**Description of the task**
Edit the data from the line containing "navy suit in" through the line containing "Target: man in navy suit" so that "Tag" becomes "Mark", keeping everything else unchanged. Give back only those lines and leave the picture out.

**Dataset records**
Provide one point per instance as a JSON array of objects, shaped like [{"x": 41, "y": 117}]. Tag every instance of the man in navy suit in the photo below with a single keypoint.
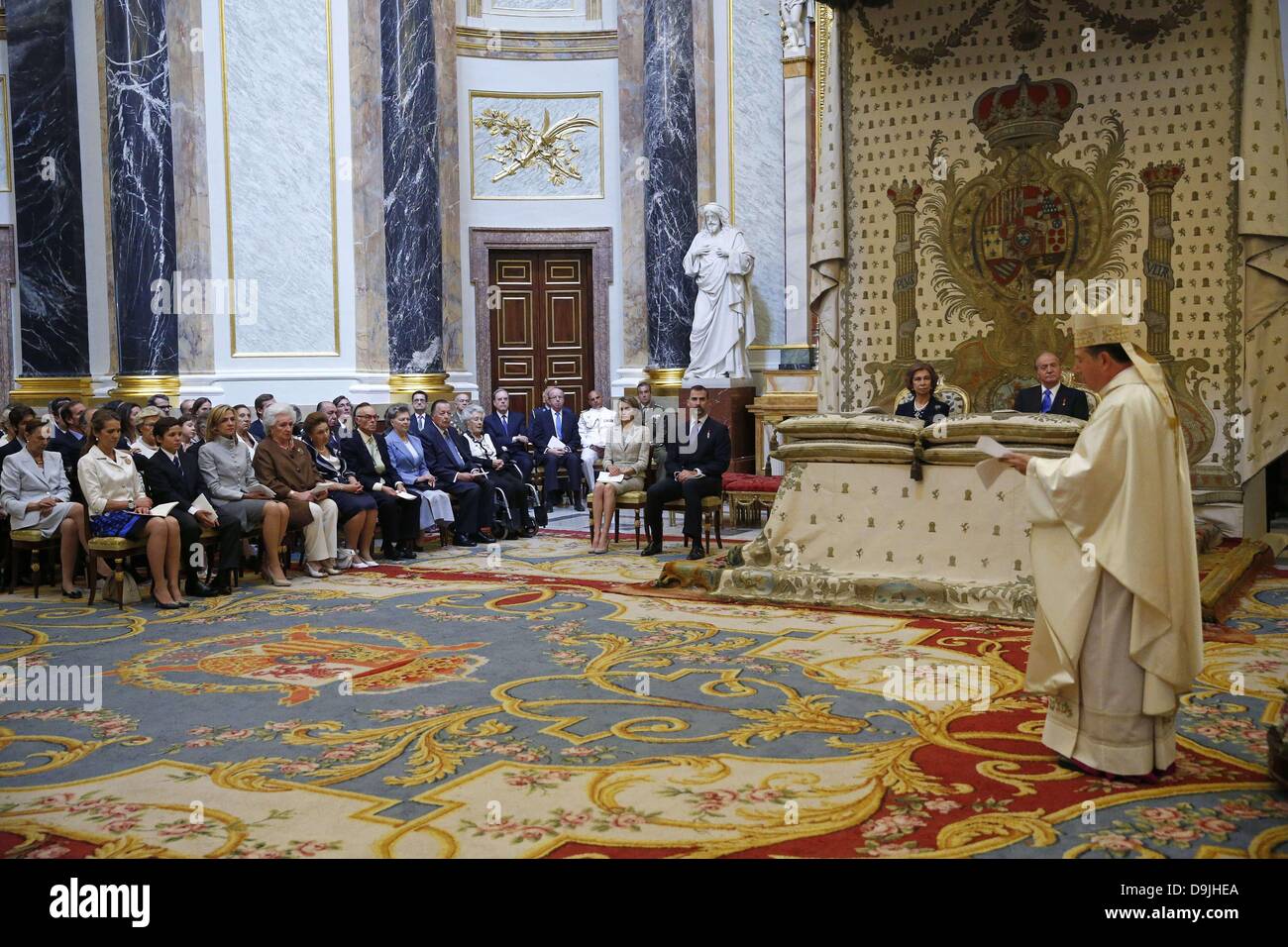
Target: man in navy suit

---

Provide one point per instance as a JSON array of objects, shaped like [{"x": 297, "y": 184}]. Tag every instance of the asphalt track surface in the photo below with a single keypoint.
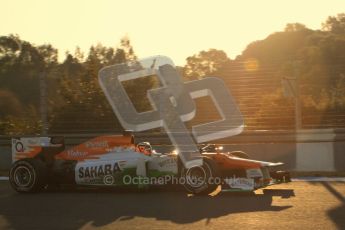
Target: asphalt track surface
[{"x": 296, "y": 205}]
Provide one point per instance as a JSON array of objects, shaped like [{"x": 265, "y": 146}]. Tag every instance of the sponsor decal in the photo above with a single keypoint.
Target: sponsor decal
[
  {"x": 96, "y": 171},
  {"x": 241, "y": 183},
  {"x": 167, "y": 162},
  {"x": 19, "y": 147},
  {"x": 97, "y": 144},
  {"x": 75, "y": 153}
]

**Output of the task**
Provide one point per instance as a JSON array of objects, shaped like [{"x": 41, "y": 117}]. Mark every instance of the man in navy suit in the photo below with a single keypoint.
Target: man in navy suit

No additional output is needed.